*INSTRUCTIONS FOR THE TASK*: Transcribe each line exactly.

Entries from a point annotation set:
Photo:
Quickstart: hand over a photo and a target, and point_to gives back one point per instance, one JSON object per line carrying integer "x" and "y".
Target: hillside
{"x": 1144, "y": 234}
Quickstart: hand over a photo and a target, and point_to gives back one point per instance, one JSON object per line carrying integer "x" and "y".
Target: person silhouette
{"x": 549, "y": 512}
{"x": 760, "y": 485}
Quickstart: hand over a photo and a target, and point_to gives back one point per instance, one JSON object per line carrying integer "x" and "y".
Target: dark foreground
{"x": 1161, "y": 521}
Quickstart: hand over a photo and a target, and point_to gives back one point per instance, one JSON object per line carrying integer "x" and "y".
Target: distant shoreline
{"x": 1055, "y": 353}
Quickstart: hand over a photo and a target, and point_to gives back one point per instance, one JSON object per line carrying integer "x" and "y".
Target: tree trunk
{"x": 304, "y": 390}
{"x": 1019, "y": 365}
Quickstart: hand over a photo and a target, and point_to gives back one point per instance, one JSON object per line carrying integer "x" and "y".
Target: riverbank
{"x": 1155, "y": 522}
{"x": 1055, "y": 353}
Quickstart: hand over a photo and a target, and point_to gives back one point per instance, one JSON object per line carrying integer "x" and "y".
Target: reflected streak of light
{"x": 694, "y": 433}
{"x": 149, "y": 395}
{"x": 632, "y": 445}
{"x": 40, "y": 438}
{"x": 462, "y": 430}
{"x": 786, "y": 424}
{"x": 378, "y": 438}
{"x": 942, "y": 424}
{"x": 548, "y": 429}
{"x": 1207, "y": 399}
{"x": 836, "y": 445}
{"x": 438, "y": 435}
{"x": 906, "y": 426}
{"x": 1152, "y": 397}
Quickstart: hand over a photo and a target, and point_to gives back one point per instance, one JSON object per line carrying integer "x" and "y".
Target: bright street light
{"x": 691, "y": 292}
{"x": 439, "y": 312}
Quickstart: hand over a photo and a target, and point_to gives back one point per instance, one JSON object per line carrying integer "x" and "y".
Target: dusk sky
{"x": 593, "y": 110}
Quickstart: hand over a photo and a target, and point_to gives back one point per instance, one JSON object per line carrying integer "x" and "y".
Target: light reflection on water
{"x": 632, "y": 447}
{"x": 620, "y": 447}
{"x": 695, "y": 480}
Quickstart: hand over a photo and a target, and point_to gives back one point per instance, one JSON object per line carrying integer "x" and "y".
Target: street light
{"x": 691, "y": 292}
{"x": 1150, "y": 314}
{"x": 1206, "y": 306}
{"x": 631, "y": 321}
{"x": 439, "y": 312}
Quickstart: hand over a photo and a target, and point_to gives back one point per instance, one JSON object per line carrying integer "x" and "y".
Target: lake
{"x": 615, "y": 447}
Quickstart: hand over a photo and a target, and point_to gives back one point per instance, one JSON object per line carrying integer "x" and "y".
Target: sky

*THE COMPLETED TASK*:
Photo:
Quickstart: hand over a photo and a target, and point_to gives back one point per instance, one JSON object per line carrying integer "x" and "y".
Target: hillside
{"x": 1144, "y": 234}
Quickstart: hand over a photo and a target, and point_to gives back one point per instance, one JSON object per line carrying integer "x" and "y".
Target: person silhouette
{"x": 549, "y": 512}
{"x": 760, "y": 485}
Quickstart: hand over a photo and a target, and point_to gives back one point per instance, one JSON object per line carrying integer "x" and "y".
Target: dark foreground
{"x": 1161, "y": 521}
Quickstart: hand over a photo and a target, and point_to gives back one point per instance, one JSON object per line carrying integer "x" and "y".
Target: distant shoreline
{"x": 1055, "y": 353}
Quickstart: hand over a photo and a target, and point_to gives back one point per instance, one JSON object per line carrying integer "x" and "y".
Target: tree trunk
{"x": 304, "y": 390}
{"x": 1019, "y": 365}
Quickstart: hand over a photo and a target, and point_to gives back one point per instance, one JSON object per line carrying integer "x" and "y".
Target: riverbank
{"x": 1155, "y": 522}
{"x": 1055, "y": 353}
Quickstart: hand over a photo and a target, and point_to gives back one point per instance, one JSON object per line carrying integer "x" and "y".
Target: reflected streak of light
{"x": 694, "y": 433}
{"x": 149, "y": 395}
{"x": 632, "y": 445}
{"x": 40, "y": 438}
{"x": 462, "y": 430}
{"x": 786, "y": 424}
{"x": 378, "y": 438}
{"x": 942, "y": 424}
{"x": 548, "y": 429}
{"x": 1207, "y": 399}
{"x": 836, "y": 445}
{"x": 438, "y": 435}
{"x": 906, "y": 426}
{"x": 1152, "y": 397}
Quickstart: hand over a photo and a target, and point_to gives back one point per instance, one JSON object per line carrying integer "x" and "y".
Target: bright street light
{"x": 691, "y": 292}
{"x": 439, "y": 312}
Quickstart: hand over a photo and a target, and point_to gives back one point per instance, one JSON object per line carrying integer "x" and "y".
Target: dusk sky
{"x": 593, "y": 110}
Quickstart: hand over a photo and a target, and point_to gives back one point per instance, one JSON object per line carrying integer "x" and "y".
Target: light reflection on water
{"x": 632, "y": 447}
{"x": 620, "y": 447}
{"x": 695, "y": 480}
Quickstart: hand over a photo and a target, and point_to gives back one point per instance, one JSON object per line carrying integer "x" and "y".
Target: street light
{"x": 691, "y": 292}
{"x": 1150, "y": 314}
{"x": 1206, "y": 306}
{"x": 631, "y": 321}
{"x": 439, "y": 312}
Quickstart: hand over a photo and a target, and point_to gives back one point per instance, one JSON object per line carrying integer "x" and "y".
Target: lake
{"x": 615, "y": 447}
Quickstart: hand over a photo and a target, and point_to gives back one point per instance, one JSON object per line carrying integer "x" and "y".
Target: sky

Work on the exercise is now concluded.